# Exercice à traiter:
Pouvez-vous recopier à l'identique le passage du texte sur la rareté de l'eau qui s'ouvre sur les mots contenant « 2020 a été une » et se clôt sur « Tunis jusqu’en 2036. » ?

# Texte fourni:
····················

La rareté de l’eau est due à l’irrégularité des pluies et aux fréquentes périodes de sécheresse qui durent jusqu’à 3 ans, en raison du changement climatique. En fait, notre pays fait partie des 10 pays au monde les plus vulnérables aux effets du changement climatique.
Vous avez affirmé, devant la Commission des finances à l’ARP, qu’il y aura de grandes difficultés, pour approvisionner Tunis en eau, durant cet été et l’été prochain.
2020 a été une année de sécheresse, puisque nos réserves en eau n’ont pas dépassé 50% de la capacité de nos barrages, ce qui signifie que les barrages sont vides.
L’année 2022 sera, elle aussi, difficile, étant donné que l’offre en eau sera limitée et couvrira à peine les besoins, car le nouveau complexe de traitement de l’eau qui sera installé dans la région de Bejaoua ne sera prêt qu’en 2023. Ce projet permettra d’assurer les besoins des citoyens du Grand Tunis jusqu’en 2036.

····················

# Données sources:
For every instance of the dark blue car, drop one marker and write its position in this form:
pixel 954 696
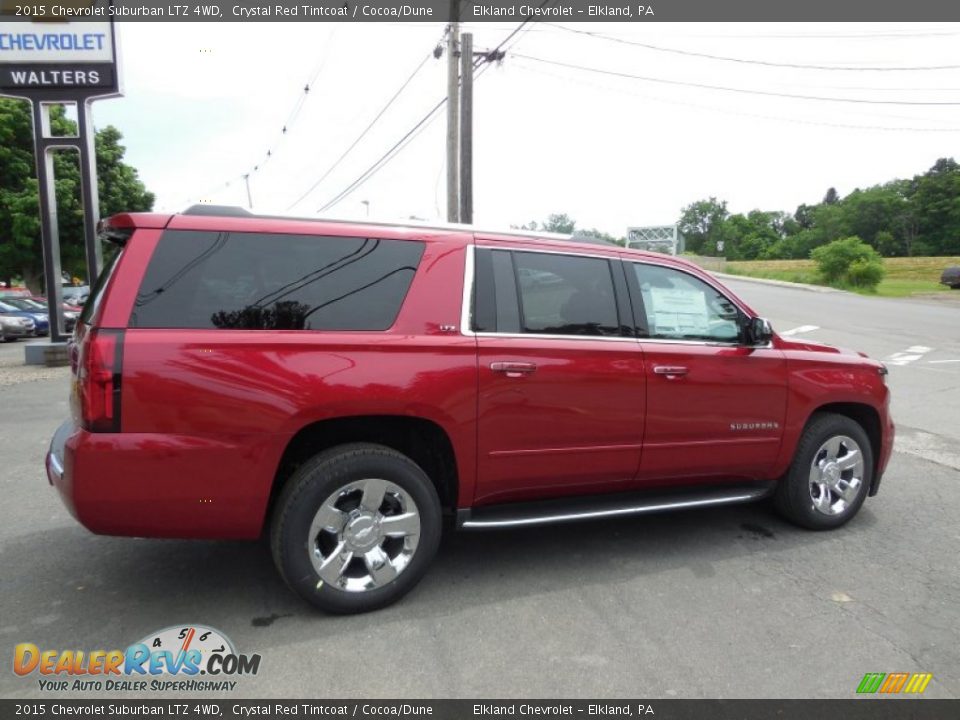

····················

# Corrigé proposé:
2020 a été une année de sécheresse, puisque nos réserves en eau n’ont pas dépassé 50% de la capacité de nos barrages, ce qui signifie que les barrages sont vides.
L’année 2022 sera, elle aussi, difficile, étant donné que l’offre en eau sera limitée et couvrira à peine les besoins, car le nouveau complexe de traitement de l’eau qui sera installé dans la région de Bejaoua ne sera prêt qu’en 2023. Ce projet permettra d’assurer les besoins des citoyens du Grand Tunis jusqu’en 2036.